*Extract provided*
1. Introduction
Pulmonary vein stenosis (PVS) is defined as a progressive reduction in luminal caliber of one or more large (extra-pulmonary) pulmonary veins [
1,
2,
3,
4]. In adults, PVS can occur as a complication of ablation for atrial fibrillation near the pulmonary veins [
5,
6]. In pediatric patients, PVS has different clinical associations. Pediatric PVS typically arises in infancy, and may be primary or secondary. Primary PVS arises in the absence of identifiable congenital heart disease, and is sometimes associated with prematurity [
1,
2,
3,
4,
7]. Secondary PVS is more common, occurring after surgical repair of congenital heart disease (e.g., anomalous pulmonary venous connections or cor triatriatum), or may also arise “secondarily” in congenital cardiovascular anomalies that have not been operated upon, especially those with prolonged exposure to left to right shunts [
8]. Both primary and secondary PVS are characterized by an abnormal proliferation of myofibroblast-like cells [
9,
10]. In both children and adults, non-invasive imaging, particularly multidetector CT (MDCT), which can visualize the decreased luminal caliber of the affected pulmonary vein(s), is important for the initial diagnosis and follow-up evaluation of PVS after treatment [
11,
12,
13,
14,
15].
Recently, there has been an important paradigm shift in the imaging evaluation of pediatric PVS, change from solely focusing on the identification of affected pulmonary veins to also visualizing the characteristic extravascular thoracic findings of PVS in pediatric patients [
16,
17,
18]. Identification of the characteristic extravascular thoracic findings of PVS in children is important because it can both confirm the diagnosis of PVS (when a narrowed pulmonary vein is visualized or suspected), and it can also suggest the diagnosis of PVS on MDCT studies that were not technically optimized for evaluation of the pulmonary veins. Furthermore, this new focus on “seeing the bigger picture” of PVS has improved our understanding of the pathophysiology of this elusive disease. In children with PVS, thoracic MDCT often visualizes a soft tissue proliferation along the pulmonary veins (likely corresponding to the myofibroblast-like proliferation) as well as interlobular septal thickening and alveolar ground-glass opacity (GGO) attributed to decreased pulmonary venous drainage (due to narrowed pulmonary veins) [
16,
17,
18].
Despite several recently published studies demonstrating these characteristic extravascular MDCT abnormalities involving the lungs and pleura of pediatric patients with PVS, accurate diagnosis of PVS in pediatric patients continues to be challenging due to difficulties in distinguishing the pleuropulmonary MDCT abnormalities of PVS from prematurity-related lung disease (PLD), which is one of the main differential diagnostic considerations [
7,
19,
20]. Early and accurate diagnosis of each of these conditions is critical to guiding appropriate treatment and management. To the best of our knowledge, there has been no prior study that directly compares the pleuropulmonary MDCT findings in children with PVS and PLD [
1,
4,
21]. Therefore, the goal of our study was to retrospectively compare the pleuropulmonary MDCT findings in children with PVS and PLD.

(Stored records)
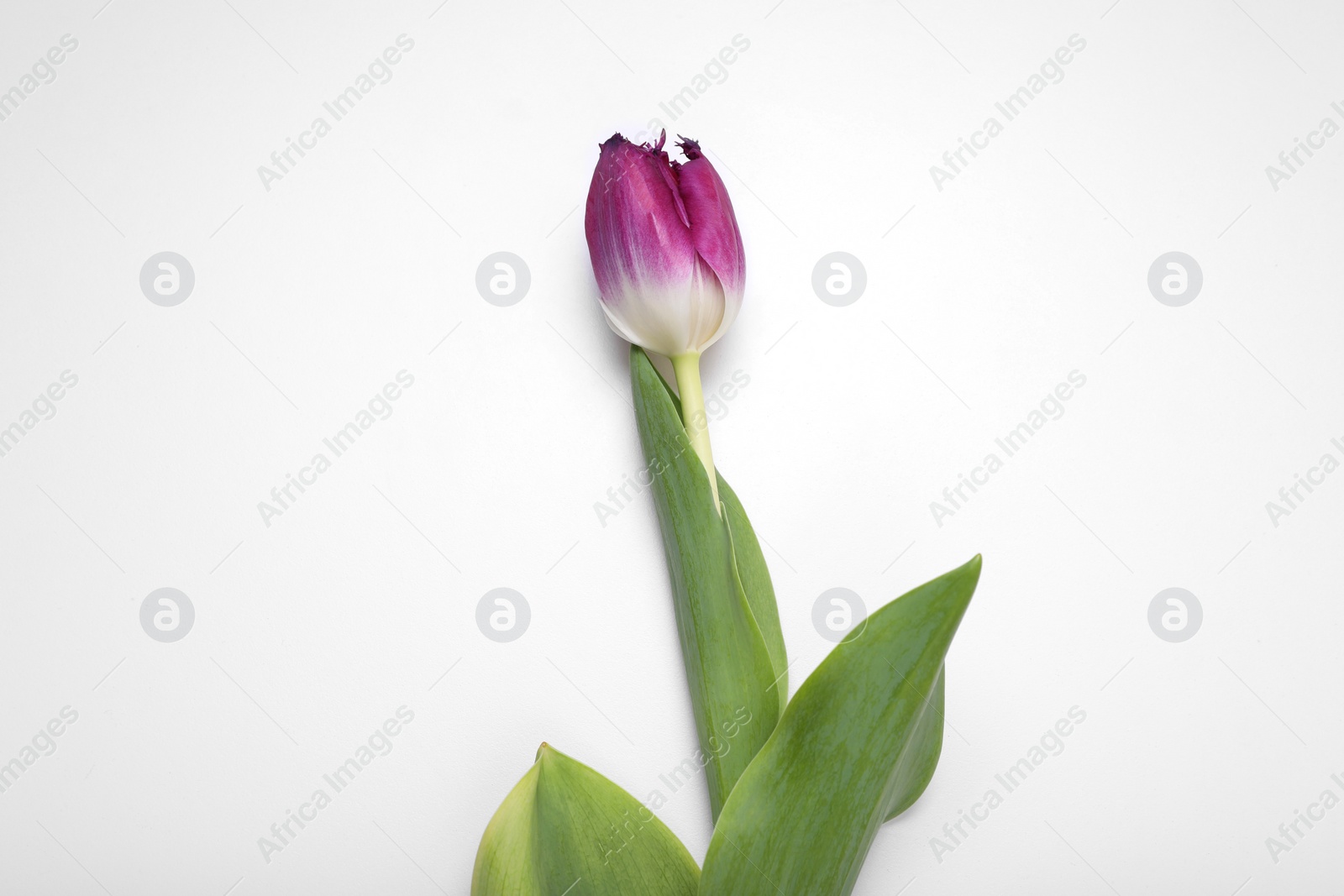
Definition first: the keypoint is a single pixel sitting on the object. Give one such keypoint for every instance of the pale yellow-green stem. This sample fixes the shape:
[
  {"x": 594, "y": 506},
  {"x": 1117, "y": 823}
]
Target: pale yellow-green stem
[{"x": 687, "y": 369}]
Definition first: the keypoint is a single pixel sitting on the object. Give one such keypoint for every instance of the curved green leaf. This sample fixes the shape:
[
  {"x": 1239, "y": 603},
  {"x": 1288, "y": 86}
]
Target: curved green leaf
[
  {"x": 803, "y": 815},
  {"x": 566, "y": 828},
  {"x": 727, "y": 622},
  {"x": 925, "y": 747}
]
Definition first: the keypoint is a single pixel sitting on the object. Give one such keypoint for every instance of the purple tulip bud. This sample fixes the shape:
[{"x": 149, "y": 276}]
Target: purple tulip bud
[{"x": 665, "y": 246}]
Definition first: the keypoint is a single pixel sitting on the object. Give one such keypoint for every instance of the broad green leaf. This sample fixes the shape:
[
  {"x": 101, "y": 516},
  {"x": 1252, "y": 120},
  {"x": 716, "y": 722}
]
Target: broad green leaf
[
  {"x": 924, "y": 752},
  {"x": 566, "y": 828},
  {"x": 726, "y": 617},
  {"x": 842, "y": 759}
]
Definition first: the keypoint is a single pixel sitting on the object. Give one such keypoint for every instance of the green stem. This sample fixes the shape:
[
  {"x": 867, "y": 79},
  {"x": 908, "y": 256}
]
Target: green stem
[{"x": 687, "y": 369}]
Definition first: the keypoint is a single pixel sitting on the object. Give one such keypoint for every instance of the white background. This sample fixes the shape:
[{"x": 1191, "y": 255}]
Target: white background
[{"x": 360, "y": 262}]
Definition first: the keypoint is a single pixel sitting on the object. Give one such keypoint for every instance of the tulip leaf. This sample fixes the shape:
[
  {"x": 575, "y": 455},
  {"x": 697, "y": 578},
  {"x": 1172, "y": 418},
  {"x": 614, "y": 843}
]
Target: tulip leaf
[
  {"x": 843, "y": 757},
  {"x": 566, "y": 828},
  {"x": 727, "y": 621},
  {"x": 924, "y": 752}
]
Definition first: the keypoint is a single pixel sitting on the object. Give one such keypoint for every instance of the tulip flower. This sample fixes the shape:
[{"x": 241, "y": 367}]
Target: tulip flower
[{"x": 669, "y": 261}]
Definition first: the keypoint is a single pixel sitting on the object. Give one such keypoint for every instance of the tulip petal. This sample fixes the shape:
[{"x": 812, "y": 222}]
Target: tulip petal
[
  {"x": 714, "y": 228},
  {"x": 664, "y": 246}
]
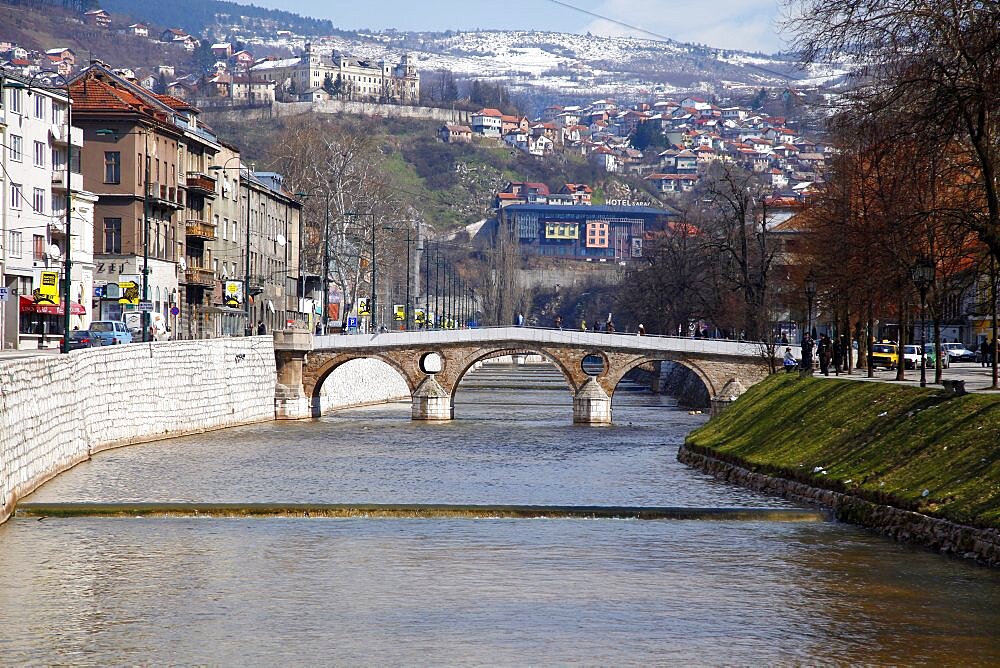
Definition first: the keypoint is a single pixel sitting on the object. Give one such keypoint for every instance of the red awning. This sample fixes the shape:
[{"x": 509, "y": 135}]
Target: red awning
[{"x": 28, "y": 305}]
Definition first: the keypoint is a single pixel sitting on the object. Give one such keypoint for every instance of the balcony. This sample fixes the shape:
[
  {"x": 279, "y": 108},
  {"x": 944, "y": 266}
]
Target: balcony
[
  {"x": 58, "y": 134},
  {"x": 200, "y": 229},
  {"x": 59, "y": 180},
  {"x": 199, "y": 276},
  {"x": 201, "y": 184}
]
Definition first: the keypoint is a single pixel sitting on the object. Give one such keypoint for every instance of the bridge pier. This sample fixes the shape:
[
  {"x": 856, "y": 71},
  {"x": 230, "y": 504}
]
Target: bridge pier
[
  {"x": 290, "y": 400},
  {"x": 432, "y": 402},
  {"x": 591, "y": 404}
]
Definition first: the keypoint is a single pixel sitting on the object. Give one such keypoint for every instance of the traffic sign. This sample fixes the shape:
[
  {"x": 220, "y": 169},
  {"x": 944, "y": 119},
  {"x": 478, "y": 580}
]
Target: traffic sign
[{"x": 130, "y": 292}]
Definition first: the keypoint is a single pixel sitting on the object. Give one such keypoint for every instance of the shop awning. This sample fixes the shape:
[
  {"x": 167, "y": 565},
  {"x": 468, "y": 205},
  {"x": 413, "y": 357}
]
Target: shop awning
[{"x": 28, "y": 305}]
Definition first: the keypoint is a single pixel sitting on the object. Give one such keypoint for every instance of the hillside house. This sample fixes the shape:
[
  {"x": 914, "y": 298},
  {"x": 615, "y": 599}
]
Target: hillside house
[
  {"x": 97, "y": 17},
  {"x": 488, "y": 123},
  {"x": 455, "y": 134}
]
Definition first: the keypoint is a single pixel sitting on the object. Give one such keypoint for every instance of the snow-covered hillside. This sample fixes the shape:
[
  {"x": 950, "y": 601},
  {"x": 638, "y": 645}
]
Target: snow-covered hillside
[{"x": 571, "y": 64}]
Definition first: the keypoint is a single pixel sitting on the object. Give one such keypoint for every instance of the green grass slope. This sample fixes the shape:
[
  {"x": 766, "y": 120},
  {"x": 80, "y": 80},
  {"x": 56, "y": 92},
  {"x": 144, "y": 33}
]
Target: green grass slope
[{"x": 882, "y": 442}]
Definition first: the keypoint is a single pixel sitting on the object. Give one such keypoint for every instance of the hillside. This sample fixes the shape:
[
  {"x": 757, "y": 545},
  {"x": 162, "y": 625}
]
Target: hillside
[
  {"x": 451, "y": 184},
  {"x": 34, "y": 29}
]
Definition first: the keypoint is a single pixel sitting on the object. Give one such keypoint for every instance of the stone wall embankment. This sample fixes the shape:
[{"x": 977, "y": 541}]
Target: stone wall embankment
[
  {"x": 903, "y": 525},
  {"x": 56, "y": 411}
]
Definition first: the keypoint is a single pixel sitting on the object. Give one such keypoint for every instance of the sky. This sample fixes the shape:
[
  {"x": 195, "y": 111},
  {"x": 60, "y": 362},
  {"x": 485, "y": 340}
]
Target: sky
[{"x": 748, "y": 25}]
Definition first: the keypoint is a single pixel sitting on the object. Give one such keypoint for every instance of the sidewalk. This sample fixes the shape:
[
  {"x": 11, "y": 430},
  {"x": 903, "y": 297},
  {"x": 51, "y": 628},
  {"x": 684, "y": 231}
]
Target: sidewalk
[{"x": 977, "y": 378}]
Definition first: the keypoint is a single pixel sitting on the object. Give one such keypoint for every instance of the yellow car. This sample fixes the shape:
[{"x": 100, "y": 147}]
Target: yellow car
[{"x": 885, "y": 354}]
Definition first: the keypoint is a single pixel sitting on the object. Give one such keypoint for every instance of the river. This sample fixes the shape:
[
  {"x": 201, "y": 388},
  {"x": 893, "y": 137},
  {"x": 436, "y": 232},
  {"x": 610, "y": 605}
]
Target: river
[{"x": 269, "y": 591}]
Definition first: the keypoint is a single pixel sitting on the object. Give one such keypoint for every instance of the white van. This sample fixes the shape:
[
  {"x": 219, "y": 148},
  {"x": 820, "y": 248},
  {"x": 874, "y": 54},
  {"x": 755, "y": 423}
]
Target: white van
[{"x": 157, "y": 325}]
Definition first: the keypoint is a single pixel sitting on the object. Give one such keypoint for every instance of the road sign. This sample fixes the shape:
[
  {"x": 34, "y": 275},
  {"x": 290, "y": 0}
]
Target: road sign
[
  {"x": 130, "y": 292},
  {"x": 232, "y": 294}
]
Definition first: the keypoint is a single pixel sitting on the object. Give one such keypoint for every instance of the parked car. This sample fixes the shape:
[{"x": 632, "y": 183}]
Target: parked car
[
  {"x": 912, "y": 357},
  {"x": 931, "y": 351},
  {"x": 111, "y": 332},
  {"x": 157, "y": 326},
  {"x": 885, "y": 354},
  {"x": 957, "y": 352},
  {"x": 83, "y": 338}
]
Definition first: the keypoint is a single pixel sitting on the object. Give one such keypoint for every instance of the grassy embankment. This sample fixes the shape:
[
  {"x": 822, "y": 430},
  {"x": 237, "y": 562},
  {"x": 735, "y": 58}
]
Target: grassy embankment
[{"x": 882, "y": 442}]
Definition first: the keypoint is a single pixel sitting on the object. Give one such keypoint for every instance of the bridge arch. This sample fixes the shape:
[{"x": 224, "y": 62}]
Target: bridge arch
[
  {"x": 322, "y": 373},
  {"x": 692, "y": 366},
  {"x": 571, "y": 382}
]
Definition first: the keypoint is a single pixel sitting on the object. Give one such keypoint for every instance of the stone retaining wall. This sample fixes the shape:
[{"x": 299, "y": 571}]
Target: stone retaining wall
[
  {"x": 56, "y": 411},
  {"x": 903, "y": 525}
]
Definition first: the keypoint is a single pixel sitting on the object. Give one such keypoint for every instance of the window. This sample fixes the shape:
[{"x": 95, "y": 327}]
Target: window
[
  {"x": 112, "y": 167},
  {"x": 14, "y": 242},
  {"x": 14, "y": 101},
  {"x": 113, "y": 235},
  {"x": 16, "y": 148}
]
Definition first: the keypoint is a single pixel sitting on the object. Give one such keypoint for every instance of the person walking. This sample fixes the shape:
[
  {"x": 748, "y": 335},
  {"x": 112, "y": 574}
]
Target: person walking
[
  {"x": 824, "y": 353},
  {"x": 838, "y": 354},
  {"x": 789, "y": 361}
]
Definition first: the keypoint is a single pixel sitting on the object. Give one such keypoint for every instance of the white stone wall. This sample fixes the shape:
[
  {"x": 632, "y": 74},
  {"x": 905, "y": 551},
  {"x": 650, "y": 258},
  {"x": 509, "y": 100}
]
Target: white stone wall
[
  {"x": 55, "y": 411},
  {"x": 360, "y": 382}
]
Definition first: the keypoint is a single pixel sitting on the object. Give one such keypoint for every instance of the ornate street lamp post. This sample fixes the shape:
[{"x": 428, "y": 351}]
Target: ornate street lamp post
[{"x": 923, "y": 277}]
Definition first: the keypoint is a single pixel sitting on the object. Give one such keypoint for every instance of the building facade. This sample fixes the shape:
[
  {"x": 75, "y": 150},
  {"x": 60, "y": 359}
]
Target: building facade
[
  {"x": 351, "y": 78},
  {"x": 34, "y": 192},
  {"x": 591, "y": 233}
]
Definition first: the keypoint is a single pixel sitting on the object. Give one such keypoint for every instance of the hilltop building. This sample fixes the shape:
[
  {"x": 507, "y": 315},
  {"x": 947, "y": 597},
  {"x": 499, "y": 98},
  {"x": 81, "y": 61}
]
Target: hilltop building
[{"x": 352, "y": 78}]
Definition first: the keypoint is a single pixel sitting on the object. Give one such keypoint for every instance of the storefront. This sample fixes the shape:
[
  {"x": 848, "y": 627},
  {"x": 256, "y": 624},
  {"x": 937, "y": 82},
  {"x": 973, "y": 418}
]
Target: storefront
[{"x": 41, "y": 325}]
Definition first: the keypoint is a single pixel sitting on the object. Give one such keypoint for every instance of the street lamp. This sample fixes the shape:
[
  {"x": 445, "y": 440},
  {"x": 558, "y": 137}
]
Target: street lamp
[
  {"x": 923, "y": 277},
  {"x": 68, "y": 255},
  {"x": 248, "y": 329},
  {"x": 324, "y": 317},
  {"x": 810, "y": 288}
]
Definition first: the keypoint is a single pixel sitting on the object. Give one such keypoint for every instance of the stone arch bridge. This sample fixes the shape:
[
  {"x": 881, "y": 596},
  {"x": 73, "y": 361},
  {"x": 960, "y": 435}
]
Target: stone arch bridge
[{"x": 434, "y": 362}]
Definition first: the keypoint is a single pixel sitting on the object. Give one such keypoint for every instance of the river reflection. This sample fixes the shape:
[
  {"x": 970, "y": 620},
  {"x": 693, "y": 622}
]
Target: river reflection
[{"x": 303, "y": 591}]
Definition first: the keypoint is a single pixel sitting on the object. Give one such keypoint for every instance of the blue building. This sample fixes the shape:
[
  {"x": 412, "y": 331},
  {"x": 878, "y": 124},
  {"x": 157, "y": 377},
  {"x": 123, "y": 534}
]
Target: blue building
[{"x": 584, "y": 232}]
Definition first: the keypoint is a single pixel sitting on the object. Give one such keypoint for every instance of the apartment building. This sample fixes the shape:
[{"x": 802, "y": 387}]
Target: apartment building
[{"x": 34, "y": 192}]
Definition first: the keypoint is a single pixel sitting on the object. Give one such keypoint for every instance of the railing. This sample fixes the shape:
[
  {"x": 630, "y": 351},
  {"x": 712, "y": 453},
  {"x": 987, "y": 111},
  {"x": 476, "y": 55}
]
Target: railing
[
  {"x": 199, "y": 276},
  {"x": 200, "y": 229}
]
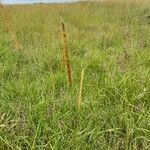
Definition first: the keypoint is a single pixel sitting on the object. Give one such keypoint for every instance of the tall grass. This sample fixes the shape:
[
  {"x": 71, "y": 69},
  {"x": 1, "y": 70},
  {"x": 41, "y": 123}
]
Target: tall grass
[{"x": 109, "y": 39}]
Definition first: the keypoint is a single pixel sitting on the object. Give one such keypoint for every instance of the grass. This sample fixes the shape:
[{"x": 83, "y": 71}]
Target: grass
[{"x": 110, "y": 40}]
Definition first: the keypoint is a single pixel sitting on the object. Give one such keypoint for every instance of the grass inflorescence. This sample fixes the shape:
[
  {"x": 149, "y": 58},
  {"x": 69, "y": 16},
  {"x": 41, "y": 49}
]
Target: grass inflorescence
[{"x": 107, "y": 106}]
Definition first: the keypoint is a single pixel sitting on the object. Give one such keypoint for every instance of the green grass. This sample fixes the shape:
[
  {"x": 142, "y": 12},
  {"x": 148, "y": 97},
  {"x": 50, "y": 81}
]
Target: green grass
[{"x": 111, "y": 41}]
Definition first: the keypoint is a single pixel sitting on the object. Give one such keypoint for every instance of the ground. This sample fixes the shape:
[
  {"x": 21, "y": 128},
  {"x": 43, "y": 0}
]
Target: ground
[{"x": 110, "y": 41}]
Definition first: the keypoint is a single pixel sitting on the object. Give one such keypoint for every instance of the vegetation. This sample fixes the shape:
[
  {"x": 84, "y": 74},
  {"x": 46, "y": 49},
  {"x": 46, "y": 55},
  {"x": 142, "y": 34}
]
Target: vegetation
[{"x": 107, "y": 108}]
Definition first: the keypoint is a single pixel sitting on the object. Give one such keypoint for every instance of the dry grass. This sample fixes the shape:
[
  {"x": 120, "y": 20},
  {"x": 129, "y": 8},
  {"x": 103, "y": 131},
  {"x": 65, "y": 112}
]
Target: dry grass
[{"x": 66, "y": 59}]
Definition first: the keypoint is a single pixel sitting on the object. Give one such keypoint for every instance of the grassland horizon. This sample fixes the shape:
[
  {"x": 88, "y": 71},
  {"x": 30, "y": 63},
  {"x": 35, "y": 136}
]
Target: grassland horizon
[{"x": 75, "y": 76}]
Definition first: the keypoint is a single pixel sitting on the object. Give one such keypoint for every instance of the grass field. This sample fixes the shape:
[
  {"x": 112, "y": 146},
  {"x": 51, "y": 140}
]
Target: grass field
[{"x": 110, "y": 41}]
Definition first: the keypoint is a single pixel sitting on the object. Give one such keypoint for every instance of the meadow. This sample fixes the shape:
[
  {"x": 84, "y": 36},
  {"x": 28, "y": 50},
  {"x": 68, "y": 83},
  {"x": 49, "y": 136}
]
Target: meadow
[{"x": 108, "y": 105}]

*Questions to answer*
1/ In the pulmonary vein stenosis introduction, what condition is named as one of the main differential diagnostic considerations that makes pediatric PVS hard to diagnose?
2/ Carry on the pulmonary vein stenosis text, picking up after its last sentence.

*Results in order*
1/ Prematurity-related lung disease (PLD).

2/
2. Methods
2.1. Institutional Review Board Approval
Our institutional review board approved this retrospective review of patient’s medical records and MDCT studies. Due to the retrospective nature of this study, informed consent was waived. The study was conducted in accordance with the principles of the Declaration of Helsinki.
2.2. Patient Population
A computerized search of our hospital’s radiology, cardiology, pathology, and pulmonary department databases was used to identify consecutive pediatric patients (≤18 years old) who underwent thoracic MDCT studies from July 2004 to November 2021. Of note, the beginning date of July 2004 was selected because a new MDCT scanner (16-row MDCT) was installed in our hospital at that time. The resultant patient list was reviewed, and patients meeting criteria for Group 1 and Group 2 were included. Group 1 was composed of pediatric patients with PVS confirmed by echocardiogram and/or conventional angiography and without a history of prematurity. Group 2 was composed of pediatric patients with a history of prematurity and without PVS. In addition, for each patient, demographic information (e.g., age and gender) was also collected.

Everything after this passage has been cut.